TASK PROMPT: Can you render every line of the listing below as a JSON list of strings, one string per line, with blank lines left out?

THE DATA:
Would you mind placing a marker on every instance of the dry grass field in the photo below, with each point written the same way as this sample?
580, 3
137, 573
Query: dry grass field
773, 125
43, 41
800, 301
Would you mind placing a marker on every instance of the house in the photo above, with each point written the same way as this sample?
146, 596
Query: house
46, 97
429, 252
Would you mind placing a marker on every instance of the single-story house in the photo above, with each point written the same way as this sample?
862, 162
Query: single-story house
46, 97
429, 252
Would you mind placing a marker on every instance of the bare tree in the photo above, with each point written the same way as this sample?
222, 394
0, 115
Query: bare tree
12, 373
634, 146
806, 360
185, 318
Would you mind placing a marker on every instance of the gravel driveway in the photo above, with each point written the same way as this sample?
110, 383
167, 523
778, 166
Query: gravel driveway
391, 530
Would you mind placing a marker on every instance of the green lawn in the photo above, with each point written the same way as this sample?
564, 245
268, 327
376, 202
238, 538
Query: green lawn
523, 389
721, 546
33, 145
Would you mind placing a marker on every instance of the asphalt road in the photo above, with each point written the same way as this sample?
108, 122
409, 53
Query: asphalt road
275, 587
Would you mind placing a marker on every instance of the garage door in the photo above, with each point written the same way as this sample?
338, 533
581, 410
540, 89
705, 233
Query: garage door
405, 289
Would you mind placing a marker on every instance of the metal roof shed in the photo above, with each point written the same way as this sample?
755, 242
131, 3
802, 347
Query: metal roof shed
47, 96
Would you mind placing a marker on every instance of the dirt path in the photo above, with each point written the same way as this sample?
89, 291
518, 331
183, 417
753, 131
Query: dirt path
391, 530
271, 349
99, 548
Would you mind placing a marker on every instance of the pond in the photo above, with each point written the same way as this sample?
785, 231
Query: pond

RESPONSE TO THIS TASK:
[
  "Would you mind placing a marker on every instance of the dry grass field in the photo below, with each point written the same way as this sample?",
  "580, 3",
  "137, 573",
  "Query: dry grass field",
  "773, 125",
  "43, 41",
  "800, 301",
  "Would you mind placing a marker on every instance of the house in the photo above, with each point written the same way as this sample?",
  "146, 596",
  "Query: house",
  "46, 97",
  "429, 252",
  "Would you mind placing a marker on every instance of the single-story house in the photo above, with each point written the same way as this sample?",
  "862, 162",
  "Query: single-story house",
  "46, 97",
  "429, 252",
  "Would you mind placing a marker on every instance of the bare tree in the photo above, with each point written the same way as this sample?",
  "222, 394",
  "0, 115",
  "Query: bare tree",
  "12, 373",
  "634, 146",
  "806, 360",
  "185, 318",
  "Would you mind placing a marker on every instance of the gravel driveway in the photo above, with each point written the same way as this sample?",
  "110, 383",
  "167, 523",
  "778, 166",
  "Query: gravel driveway",
  "391, 530",
  "Would you mind placing a marker on every instance of the green lawn in the photo above, with each point written the same way as this sample?",
  "564, 245",
  "268, 327",
  "376, 202",
  "238, 538",
  "Query: green lawn",
  "523, 389",
  "721, 546",
  "33, 145",
  "Would you mind placing a marker on every instance of the asphalt road in the photo above, with each point written the same way as this sample?",
  "108, 122",
  "409, 53",
  "Query: asphalt road",
  "275, 587",
  "Would you mind placing a marker on every instance of the garage door in the photo above, with each point written the same way as this sample?",
  "338, 533",
  "581, 410",
  "540, 89",
  "705, 233",
  "Query: garage door",
  "405, 289",
  "Would you mind placing a marker on every instance of the metal roof shed in the photo above, with each point written the same way as this sample?",
  "755, 242",
  "131, 3",
  "802, 347",
  "Query: metal roof shed",
  "47, 96",
  "Would you mind placing a marker on every instance of the dirt path in the photo above, with each point written the same way as this sample?",
  "89, 291",
  "518, 331",
  "183, 417",
  "753, 131",
  "Query: dirt path",
  "391, 530",
  "271, 349",
  "99, 548",
  "Would you mind placing a marker on every instance of the pond in the photo above, with each point written the same way as this sample?",
  "785, 231",
  "Query: pond"
]